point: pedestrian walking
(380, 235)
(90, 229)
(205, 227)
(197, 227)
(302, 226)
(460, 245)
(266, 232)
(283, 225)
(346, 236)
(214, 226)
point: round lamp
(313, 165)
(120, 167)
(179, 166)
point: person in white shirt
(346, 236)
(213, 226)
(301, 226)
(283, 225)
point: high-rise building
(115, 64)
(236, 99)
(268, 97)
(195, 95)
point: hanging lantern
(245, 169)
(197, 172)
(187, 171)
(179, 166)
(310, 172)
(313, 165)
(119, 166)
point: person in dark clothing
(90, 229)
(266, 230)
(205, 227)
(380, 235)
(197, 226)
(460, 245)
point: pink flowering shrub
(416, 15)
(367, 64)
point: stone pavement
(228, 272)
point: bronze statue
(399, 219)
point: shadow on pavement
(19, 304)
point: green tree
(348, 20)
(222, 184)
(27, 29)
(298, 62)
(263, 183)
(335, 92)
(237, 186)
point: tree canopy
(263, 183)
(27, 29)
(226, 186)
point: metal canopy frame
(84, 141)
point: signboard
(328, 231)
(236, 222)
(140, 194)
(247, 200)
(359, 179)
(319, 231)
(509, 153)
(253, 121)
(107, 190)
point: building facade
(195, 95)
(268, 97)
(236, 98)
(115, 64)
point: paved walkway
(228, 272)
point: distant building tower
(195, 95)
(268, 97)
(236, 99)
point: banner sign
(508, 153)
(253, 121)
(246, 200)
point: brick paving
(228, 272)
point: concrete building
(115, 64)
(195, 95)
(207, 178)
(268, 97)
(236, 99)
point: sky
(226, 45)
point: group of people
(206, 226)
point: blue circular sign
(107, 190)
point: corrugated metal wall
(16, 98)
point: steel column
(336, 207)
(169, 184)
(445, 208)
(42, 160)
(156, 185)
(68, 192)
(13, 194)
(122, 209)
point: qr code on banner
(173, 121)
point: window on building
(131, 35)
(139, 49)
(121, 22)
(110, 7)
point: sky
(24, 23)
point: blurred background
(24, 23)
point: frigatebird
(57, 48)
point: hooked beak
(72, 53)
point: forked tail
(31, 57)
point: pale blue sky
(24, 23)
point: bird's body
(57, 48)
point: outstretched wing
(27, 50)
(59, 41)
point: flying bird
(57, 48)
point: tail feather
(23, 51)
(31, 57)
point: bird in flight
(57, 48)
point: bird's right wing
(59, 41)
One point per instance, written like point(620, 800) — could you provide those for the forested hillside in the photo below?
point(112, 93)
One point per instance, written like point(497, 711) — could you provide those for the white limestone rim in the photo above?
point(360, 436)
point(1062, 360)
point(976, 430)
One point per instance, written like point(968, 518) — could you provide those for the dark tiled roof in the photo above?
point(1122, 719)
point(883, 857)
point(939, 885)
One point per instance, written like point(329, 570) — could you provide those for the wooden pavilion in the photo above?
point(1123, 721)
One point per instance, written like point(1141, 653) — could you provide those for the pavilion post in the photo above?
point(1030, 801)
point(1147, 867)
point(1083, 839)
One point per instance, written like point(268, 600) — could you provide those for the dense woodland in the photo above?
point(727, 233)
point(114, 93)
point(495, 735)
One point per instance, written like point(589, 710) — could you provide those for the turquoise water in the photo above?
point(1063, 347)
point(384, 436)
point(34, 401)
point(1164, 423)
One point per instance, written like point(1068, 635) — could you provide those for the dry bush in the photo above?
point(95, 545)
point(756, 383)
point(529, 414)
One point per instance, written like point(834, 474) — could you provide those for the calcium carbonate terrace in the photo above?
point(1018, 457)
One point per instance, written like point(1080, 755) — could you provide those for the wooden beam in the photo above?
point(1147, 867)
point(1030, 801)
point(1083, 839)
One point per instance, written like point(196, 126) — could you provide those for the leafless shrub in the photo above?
+ + +
Your task is to give back every record exactly.

Exercise answer —
point: pedestrian walking
(380, 235)
(90, 229)
(205, 227)
(197, 227)
(302, 226)
(460, 245)
(266, 232)
(283, 225)
(346, 236)
(214, 226)
point: round lamp
(313, 165)
(120, 167)
(179, 166)
point: person in white shirt
(346, 236)
(213, 226)
(301, 226)
(283, 225)
point: high-rise building
(115, 64)
(236, 99)
(268, 97)
(195, 95)
point: hanging lantern
(245, 169)
(197, 172)
(187, 171)
(179, 166)
(310, 172)
(313, 165)
(119, 166)
point: person in dark clothing
(90, 229)
(266, 230)
(205, 227)
(380, 235)
(197, 226)
(460, 245)
point: pink flowering shrub
(416, 15)
(367, 64)
point: stone pavement
(228, 272)
point: bronze statue
(399, 219)
point: shadow on pavement
(19, 304)
point: green tree
(348, 20)
(222, 184)
(27, 29)
(298, 62)
(263, 183)
(335, 92)
(237, 186)
point: tree canopy
(263, 183)
(27, 29)
(226, 186)
point: metal canopy frame
(84, 141)
point: signboard
(328, 231)
(236, 222)
(140, 194)
(247, 200)
(359, 179)
(319, 231)
(509, 153)
(253, 121)
(107, 190)
point: building facade
(195, 95)
(268, 97)
(236, 98)
(115, 64)
point: paved walkway
(228, 272)
point: distant building tower
(195, 95)
(268, 97)
(236, 99)
point: banner sign
(508, 153)
(253, 121)
(246, 200)
point: brick paving
(228, 272)
point: concrete building
(115, 64)
(195, 95)
(207, 178)
(268, 97)
(236, 99)
point: sky
(226, 45)
point: group of people
(206, 226)
point: blue circular sign
(107, 190)
point: corrugated metal wall
(16, 98)
point: steel column
(336, 207)
(169, 184)
(445, 208)
(42, 160)
(156, 185)
(68, 192)
(13, 194)
(122, 209)
point: qr code on banner
(173, 121)
point: window on building
(131, 35)
(139, 49)
(121, 22)
(110, 7)
point: sky
(24, 23)
point: blurred background
(24, 23)
point: frigatebird
(57, 48)
point: hooked beak
(72, 53)
point: forked tail
(31, 57)
point: pale blue sky
(24, 23)
point: bird's body
(57, 48)
point: outstretched wing
(27, 50)
(59, 41)
point: flying bird
(57, 48)
point: tail feather
(23, 51)
(31, 57)
point: bird in flight
(57, 48)
point: bird's right wing
(59, 41)
One point per instance, written like point(620, 800) — could you provide those for the forested hillside in the photo below?
point(112, 93)
One point per instance, written like point(497, 711) — could you provide those for the white limestone rim in the photo above?
point(360, 436)
point(1062, 360)
point(976, 430)
One point per instance, written like point(968, 518) — could you provide those for the dark tiled roof in the photo above?
point(1122, 719)
point(883, 857)
point(939, 885)
One point per instance, written like point(329, 570) — could you provide those for the wooden pavilion in the photo above?
point(1123, 721)
One point per instance, written like point(1141, 653) — could you provide those for the pavilion post in the photo above?
point(1030, 801)
point(1147, 867)
point(1083, 839)
One point per instance, written like point(268, 600) — could you provide those for the dense woodland in the photo above?
point(727, 233)
point(114, 93)
point(495, 735)
One point per instance, written like point(589, 710) — could you provide those for the turquoise water in the photo above?
point(1063, 347)
point(384, 436)
point(34, 401)
point(1164, 423)
One point per instance, written like point(1068, 635) — could you provide those for the dry bush in the photo above?
point(95, 545)
point(756, 383)
point(529, 414)
One point per instance, written like point(834, 474) — could you provide those for the calcium carbonate terrace in the photo above?
point(1018, 457)
One point per instance, written like point(1080, 755) — could you provide those for the wooden beam in the photo above?
point(1147, 867)
point(1030, 801)
point(1083, 839)
One point per instance, written like point(196, 126) — could you provide those for the leafless shrub in the photo above?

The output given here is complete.